Testo di studio.
======

LE PAROLE DEL FIGLIO
«Sono cresciuto in una famiglia che mi ha insegnato a difendere i deboli contro i bulli e gli arroganti, il rispetto per la Patria e la Bandiera, a non sottomettersi e a non accettare le ingiustizie soprattutto se contro persone inermi, essere caritatevole con chi ha bisogno, non sprecare il cibo, essere disponibile e aperto verso il prossimo, avere una sola parola.
Mio padre, Alfredo Belli Paci, uomo severo, tutto di un pezzo, aveva preferito farsi 7 campi di prigionia di rigore in Germania, piuttosto che aderire alla Repubblica di Salò dove italiani fascisti e tedeschi combattevano per il Terzo Reich. Lui scelse di soffrire la fame e le privazioni, ma non si sottomise. Questo è stato il suo insegnamento, che mi ha sempre accompagnato nel corso della mia vita. In questo io credo, questo ho insegnato a mio figlio. Come lui sono cattolico, e non solo per essere stato battezzato, ma perché mi riconosco nel messaggio del Vangelo
Non avrei mai pensato di arrivare ai miei settant’anni e dover assistere al contrario esatto di ciò che mi è stato insegnato: cioè vedere una vecchia Signora, mia Madre, sopravvissuta bambina ad Auschwitz con il numero 75190 tatuato sul braccio, una persona che da sempre predica la Pace e ripudia l’odio in ogni sua forma, essere vilipesa e minacciata di morte da un branco di odiatori che non hanno il coraggio di presentarsi allo scoperto con nome e cognome, ma agiscono nell’ombra contro una persona di 95 anni, nominata Senatrice a vita nel 2019 dal Presidente della Repubblica Sergio Mattarella.

======

Dati da esaminare.

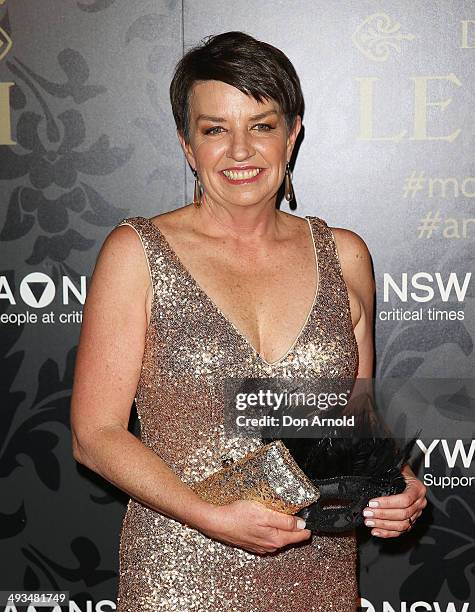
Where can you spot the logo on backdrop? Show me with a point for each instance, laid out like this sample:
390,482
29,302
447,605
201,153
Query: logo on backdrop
423,287
456,454
417,606
37,291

======

Compiti.
a - Modifica il testo di studio riscrivendone il passo da «LE PAROLE DEL» fino a «una sola parola.» incluso, con «prepotenti» al posto di «bulli».
b - Prosegui il testo di studio, con le parole del figlio, dal punto in cui si interrompe.

Risposte in ordine.
a -
LE PAROLE DEL FIGLIO
«Sono cresciuto in una famiglia che mi ha insegnato a difendere i deboli contro i prepotenti e gli arroganti, il rispetto per la Patria e la Bandiera, a non sottomettersi e a non accettare le ingiustizie soprattutto se contro persone inermi, essere caritatevole con chi ha bisogno, non sprecare il cibo, essere disponibile e aperto verso il prossimo, avere una sola parola.

b -
Spesso mi domando chi sono gli odiatori che la perseguitano, che cosa fanno nella vita, che età, che professione che cultura hanno dietro di sé per avere il tempo e la voglia di concentrarsi come avvoltoi su una donna di 95 anni. Le risposte sono tante, e tutte agghiaccianti, perché il quadro che ne deriva traccia un profilo comune di nichilismo e invidia, non ci sono fondamenti all’odio, non appaiono rivendicazioni oggettive dietro alle invettive più atroci, ma ignoranza, profonda ignoranza storica, mancanza di umanità, passione per chi la spara più grossa con lo scopo di far divertire i lupi in gabbia re assetati di sangue a cui loro stessi appartengono. I coraggiosi odiatori poi quando vengono identificati e obbligati a risponderne, appaiono smarriti si scusano, minimizzano, appaiono come ragazzetti in un orrendo videogame. Un po’ come i volonterosi collaboratori di Hitler, come Eichmann che protestava perché aveva diligentemente obbedito agli ordini.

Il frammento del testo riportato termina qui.